(Text block begins)
Me: “Chipotles in adobo.”
Her: “I have NO idea what you mean, ma’am.”
She called me ma’am.
Me: “They’re usually in the Mexican foods section in most stores.”
Her: “I could ask the manager if you’d like!”
Me, salvaging a little hope: “Oh yes, please!”
Her to manager: “This lady would like something in something. What was that ma’am?”
Again with the ma’am.
Me: “Chipotles in adobo?”
Manager: “I have NO idea what you mean, ma’am.”
I left with my head and heart low and a firm resolution to check Amazon for chipotles in adobo and wrinkle cream as soon as I got home.
I ordered my stuff from Amazon.com and waited patiently (if you call panting at the door waiting patiently) for UPS to deliver the goods. Two days later, the man in brown dusted himself of the grass clippings that somehow stuck to his uniform when I accidentally tackled him to grab my parcel. I had everything.
And in what you might think would be a anticlimactic moment, I had the sauce made in less than five minutes. I’m here to tell you the real excitement, even with all that build up, was the first moment I tasted the sauce. I decided to be genteel and forgo dragging my finger through the blender jar. I used a very classy pretzel stick for the dunking. Then I tried another one. And a few more. Next I tried carrot sticks and the little corner of a tortilla.
It is creamy, thick, smooth, smoky, lemony, garlicky and then at the back of it, it’s just spicy enough to make it worth eating. In the coming days, I served it as a sauce on grilled chicken, tossed with pasta, spread on hamburgers, thinned out as salad dressing, and as a chip and French fry dip. Every single way I served it blew my mind.
This is now a regular part of our condiment repertoire. In fact, I have a designated container for “The Sauce” as it is known in our household. When “The Sauce” gets low, a chorus of voices reminds me that I need to make more.
It is that good.
If you need help locating the good stuff for this recipe you can follow the links below to my beloved Amazon. They never let me down.
Disclosure: Amazon did not pay me to say this. They didn’t even send me a free can of chipotles in adobo. I do, however, have a little agreement with them. If you click on either of the links to order through Amazon, I get a teensy commission. It’s about enough over the course of the year to purchase said chipotles in adobo.
La Moreno Chipotle Peppers in Adobo Sauce, 7-Ounce Tins (Pack of 6)McCormick Smoked Paprika (Paprika Ahumada), 8.5 oz Size
- 2 cups mayonnaise (16 ounces)
(Text block ends)
- _Study questions_:
a) Based on the chipotle sauce post, mark each statement yes or no and quote the words of the post that decide it: (i) The store manager knew what chipotles in adobo were. (ii) The sauce took less than five minutes to make. (iii) Amazon sent the writer a free can of chipotles in adobo.
b) Pick up the chipotle sauce post after its last line and keep writing it.
(Records begins)
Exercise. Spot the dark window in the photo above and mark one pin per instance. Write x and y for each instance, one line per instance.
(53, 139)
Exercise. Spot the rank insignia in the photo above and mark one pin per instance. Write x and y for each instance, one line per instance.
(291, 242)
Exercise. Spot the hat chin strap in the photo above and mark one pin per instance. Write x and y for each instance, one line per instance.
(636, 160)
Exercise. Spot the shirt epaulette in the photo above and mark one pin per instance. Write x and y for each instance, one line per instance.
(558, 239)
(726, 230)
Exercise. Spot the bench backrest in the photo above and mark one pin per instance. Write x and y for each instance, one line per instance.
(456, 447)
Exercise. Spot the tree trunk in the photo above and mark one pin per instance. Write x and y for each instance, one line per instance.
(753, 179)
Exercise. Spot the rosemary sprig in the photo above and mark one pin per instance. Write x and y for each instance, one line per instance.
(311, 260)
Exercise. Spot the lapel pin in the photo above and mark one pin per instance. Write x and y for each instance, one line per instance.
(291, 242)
(Records ends)
- _Your responses_:
a)
(i) No: "Manager: “I have NO idea what you mean, ma’am.”"
(ii) Yes: "I had the sauce made in less than five minutes."
(iii) No: "They didn’t even send me a free can of chipotles in adobo."

b)
- 1 to 3 chipotles in adobo (from a can, use a bit of the sauce, too.)
- 3 tablespoons smoked paprika
- 2 garlic cloves, peeled, coarsely chopped
- ½-2 teaspoons preserved lemon peel in salt, to taste, minced (See recipe below)
- Combine all ingredients in the blender jar and let it run on high until smooth. Scrape into a bowl and refrigerate until ready to serve. This stores very well in the refrigerator in a tightly sealed jar.
So let me talk about Lemons in Salt for a moment. Make this. Make it now. Today. And make a lot of it, because once you have it in your kitchen you’ll wonder what you did without it. The salt draws moisture from the lemons and makes them mellow and soft and deep in flavour. The salt is a bonus. When you make the lemons preserved in salt you automatically have lemon finishing salt for meals and dishes, too.
I’ve stuffed these lemon peels in the cavities of roasting chickens, chopped it up and added it to marinated salads, and my mom ate the salty lemon peels like a snack. Yes she did. Repeatedly. But we’ll talk about that later. Just make some.
- Lemon peels that have been juiced and trimmed of most pulp
- kosher salt
- Cut the lemon peel into slices. The size and shape is unimportant, it's just to make it take up less room in a mason jar.
- Add the lemon peels to a mason jar and cover with a great deal of kosher salt.
- Add the lid to the jar and shake well.
- Pour more salt in if necessary to cover the lemon peels. Let set at room temperature and use as needed.
- Replenish the lemon peels whenever you juice more lemons.